Requirements:
The data follows this line. Copy verbatim the line with "point: the white t-shirt, one" and each line after it to the end.

Working data:
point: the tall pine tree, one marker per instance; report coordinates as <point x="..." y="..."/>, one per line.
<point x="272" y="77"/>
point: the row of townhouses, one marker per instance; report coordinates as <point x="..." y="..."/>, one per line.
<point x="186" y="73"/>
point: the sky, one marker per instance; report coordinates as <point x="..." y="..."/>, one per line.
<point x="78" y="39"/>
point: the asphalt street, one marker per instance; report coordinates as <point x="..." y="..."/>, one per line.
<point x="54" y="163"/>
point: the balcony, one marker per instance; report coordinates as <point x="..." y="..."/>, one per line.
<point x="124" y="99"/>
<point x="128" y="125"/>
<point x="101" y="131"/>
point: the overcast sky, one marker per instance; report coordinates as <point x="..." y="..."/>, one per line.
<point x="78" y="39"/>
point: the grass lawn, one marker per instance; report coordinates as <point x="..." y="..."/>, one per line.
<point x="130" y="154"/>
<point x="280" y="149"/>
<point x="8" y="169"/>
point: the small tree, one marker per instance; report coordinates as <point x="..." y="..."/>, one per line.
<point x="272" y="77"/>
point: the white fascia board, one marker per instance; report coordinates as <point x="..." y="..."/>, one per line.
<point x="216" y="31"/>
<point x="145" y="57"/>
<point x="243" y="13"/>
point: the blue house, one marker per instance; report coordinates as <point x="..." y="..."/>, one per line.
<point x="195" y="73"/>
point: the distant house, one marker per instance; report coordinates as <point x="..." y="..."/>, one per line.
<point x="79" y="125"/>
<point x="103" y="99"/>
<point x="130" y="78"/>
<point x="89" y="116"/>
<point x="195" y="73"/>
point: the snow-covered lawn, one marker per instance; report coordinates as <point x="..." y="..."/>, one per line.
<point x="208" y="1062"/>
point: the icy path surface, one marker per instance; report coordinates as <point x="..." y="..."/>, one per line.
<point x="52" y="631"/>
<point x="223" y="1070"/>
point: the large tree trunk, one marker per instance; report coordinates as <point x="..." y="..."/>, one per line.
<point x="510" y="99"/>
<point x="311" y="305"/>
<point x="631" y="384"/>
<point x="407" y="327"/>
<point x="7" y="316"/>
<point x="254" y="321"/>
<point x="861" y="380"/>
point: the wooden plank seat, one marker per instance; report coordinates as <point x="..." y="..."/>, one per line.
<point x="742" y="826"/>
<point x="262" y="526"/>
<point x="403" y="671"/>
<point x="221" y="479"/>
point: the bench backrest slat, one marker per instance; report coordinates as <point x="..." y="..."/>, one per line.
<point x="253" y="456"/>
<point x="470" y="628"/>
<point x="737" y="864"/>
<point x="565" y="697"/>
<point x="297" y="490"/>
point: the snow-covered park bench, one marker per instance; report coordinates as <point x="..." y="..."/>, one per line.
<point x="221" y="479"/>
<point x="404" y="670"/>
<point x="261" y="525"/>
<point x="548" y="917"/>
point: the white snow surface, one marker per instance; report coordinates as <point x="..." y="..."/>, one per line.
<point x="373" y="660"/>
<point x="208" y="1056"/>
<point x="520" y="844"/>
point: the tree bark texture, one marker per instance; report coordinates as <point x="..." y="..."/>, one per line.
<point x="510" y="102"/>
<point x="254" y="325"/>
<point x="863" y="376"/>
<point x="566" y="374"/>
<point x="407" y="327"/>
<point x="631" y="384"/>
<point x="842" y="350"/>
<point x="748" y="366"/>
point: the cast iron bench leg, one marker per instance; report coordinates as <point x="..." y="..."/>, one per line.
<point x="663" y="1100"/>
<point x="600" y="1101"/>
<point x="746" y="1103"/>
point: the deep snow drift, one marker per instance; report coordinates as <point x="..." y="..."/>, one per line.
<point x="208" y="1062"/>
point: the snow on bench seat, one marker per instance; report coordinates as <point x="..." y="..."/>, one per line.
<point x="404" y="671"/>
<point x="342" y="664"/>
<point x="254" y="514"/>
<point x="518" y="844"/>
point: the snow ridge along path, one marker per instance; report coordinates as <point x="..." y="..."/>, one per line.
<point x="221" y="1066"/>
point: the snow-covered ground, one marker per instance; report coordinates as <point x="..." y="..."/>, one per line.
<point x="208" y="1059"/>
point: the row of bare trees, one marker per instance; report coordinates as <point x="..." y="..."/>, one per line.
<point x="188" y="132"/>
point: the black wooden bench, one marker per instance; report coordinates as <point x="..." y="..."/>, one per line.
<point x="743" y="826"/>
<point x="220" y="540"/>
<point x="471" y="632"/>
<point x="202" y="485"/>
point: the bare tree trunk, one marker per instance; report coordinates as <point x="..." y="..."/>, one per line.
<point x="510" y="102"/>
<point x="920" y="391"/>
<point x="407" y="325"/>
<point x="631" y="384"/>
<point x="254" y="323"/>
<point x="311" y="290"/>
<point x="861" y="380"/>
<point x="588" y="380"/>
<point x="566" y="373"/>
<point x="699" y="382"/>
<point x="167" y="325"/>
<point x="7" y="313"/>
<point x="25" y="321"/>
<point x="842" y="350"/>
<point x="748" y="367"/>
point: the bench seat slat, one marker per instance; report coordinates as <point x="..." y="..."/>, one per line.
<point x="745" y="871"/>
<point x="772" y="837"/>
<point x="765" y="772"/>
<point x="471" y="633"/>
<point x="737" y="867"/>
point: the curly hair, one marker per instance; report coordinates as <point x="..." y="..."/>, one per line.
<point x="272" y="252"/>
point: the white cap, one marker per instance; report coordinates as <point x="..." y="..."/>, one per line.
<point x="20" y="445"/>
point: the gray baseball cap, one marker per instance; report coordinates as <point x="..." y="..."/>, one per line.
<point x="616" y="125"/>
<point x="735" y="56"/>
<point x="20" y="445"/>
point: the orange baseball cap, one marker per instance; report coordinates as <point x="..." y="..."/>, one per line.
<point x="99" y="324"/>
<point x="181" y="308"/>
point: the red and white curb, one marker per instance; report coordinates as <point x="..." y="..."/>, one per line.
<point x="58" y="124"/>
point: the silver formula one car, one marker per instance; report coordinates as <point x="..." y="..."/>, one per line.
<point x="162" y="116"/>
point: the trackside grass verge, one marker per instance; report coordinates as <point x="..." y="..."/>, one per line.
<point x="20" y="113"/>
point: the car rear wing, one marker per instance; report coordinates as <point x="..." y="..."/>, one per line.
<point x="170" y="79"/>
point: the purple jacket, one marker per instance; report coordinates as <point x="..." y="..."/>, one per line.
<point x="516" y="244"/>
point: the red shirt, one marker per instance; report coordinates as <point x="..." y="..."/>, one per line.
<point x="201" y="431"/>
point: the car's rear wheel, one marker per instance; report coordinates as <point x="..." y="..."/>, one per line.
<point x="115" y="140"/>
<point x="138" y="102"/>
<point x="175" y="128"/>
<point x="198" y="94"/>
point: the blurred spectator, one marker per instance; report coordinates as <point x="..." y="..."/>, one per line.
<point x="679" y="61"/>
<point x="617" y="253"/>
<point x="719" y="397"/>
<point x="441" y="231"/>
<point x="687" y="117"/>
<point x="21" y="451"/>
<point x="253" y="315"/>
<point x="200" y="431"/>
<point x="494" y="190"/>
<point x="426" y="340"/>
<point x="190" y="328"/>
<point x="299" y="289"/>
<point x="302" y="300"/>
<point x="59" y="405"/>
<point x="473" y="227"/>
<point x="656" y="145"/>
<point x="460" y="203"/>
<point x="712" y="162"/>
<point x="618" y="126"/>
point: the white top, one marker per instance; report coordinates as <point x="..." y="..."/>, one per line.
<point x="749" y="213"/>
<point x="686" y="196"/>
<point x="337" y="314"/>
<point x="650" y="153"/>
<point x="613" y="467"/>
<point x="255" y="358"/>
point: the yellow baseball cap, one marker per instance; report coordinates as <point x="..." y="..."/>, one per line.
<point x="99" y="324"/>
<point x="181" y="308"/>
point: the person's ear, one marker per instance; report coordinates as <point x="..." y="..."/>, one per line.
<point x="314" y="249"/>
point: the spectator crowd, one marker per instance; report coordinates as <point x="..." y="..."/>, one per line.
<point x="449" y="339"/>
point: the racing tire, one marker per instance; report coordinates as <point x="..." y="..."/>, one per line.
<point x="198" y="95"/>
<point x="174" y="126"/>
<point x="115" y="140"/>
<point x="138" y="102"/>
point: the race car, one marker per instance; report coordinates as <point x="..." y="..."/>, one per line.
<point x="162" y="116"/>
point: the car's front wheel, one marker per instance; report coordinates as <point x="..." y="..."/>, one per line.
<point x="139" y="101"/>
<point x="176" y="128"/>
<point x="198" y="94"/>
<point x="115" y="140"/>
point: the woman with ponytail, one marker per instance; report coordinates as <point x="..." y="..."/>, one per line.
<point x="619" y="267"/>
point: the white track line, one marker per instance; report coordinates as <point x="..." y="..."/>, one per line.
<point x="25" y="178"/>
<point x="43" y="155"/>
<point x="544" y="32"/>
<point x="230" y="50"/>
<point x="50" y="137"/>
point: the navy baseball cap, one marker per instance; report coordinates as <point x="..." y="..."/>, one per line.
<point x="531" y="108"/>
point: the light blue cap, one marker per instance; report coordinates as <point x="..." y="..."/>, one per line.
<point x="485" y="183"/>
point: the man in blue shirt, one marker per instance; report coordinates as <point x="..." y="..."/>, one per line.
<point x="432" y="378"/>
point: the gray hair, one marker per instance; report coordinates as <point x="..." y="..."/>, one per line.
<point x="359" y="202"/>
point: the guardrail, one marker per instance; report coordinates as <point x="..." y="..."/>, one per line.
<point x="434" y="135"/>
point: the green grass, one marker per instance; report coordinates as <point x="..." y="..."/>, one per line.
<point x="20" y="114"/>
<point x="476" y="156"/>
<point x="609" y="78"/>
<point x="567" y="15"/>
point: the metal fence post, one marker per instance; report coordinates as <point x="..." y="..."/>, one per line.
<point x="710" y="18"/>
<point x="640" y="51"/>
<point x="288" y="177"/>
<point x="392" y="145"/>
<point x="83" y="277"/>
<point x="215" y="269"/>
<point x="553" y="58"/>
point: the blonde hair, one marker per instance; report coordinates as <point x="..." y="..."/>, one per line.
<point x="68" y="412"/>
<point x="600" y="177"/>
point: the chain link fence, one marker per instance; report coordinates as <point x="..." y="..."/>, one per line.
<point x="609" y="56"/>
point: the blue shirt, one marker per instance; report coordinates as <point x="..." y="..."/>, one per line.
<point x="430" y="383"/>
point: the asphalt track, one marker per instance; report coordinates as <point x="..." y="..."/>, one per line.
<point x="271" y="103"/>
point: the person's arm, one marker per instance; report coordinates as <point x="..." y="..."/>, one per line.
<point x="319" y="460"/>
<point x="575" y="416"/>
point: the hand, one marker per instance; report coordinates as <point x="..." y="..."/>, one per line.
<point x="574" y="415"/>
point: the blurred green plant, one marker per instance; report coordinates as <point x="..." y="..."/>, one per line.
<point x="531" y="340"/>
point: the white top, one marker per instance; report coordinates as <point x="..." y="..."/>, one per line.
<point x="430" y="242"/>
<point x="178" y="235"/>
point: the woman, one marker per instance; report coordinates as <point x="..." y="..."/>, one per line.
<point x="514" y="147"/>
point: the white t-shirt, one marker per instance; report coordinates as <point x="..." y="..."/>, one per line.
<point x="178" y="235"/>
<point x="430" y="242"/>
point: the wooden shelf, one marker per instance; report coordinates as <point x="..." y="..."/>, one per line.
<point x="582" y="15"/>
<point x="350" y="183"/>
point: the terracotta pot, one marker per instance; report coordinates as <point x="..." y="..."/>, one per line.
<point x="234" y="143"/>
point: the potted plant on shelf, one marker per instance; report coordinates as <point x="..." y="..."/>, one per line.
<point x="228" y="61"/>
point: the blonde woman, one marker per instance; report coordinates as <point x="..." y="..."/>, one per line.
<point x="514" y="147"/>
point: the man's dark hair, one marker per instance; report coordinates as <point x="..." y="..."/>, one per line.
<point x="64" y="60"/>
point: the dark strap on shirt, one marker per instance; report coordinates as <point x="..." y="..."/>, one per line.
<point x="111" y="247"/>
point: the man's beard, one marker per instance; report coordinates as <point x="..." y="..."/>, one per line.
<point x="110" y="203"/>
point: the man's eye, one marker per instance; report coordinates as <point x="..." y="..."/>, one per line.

Final result:
point: the white t-shirt, one marker per instance; report coordinates as <point x="..." y="..."/>, one per line.
<point x="178" y="235"/>
<point x="430" y="242"/>
point: the wooden shelf, one marker per instance; report coordinates as <point x="..." y="..."/>, one per line.
<point x="582" y="15"/>
<point x="350" y="183"/>
point: the terracotta pot, one marker per instance; report coordinates as <point x="..." y="..."/>, one per line.
<point x="234" y="143"/>
point: the potted plant on shelf, one marker per instance; report coordinates as <point x="..." y="..."/>, one per line.
<point x="228" y="61"/>
point: the blonde woman, one marker per instance; report coordinates as <point x="..." y="..."/>, one per line.
<point x="514" y="147"/>
point: the man's dark hair, one marker per instance; report coordinates as <point x="..." y="..."/>, one per line.
<point x="64" y="60"/>
point: the dark strap on shirt, one marker per instance; report coordinates as <point x="..." y="..."/>, one per line.
<point x="111" y="247"/>
point: the man's beard, one marker per instance; report coordinates as <point x="..." y="..."/>, one per line.
<point x="110" y="203"/>
point: the man's eye, one marker per instance; report coordinates as <point x="..." y="..."/>, one per line.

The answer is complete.